**SHORT TASK:** Turn each line of the records below into a numbered list, skipping blank lines and omitting the pictures.

**INFORMATION PROVIDED:**
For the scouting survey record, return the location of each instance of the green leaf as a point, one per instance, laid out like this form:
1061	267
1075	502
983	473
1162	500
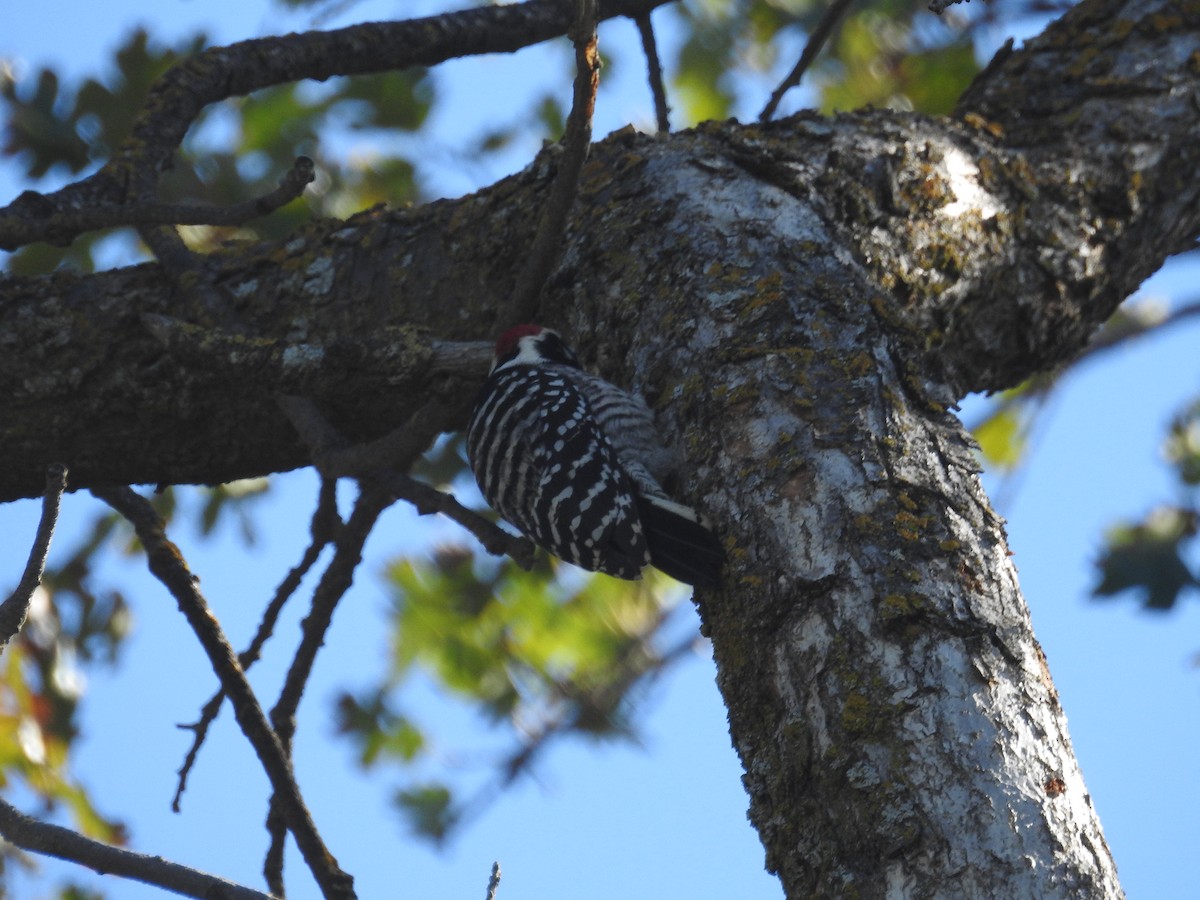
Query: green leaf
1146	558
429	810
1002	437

**ANSWER FOR THE TASK:**
1. For the scouting survey record, return the location of each instance of the green leaf as a point, one per instance, laid out like this form:
2. 1061	267
3. 1075	502
4. 983	473
5. 1162	500
6. Query: green leaf
7. 1146	558
8. 429	810
9. 1002	437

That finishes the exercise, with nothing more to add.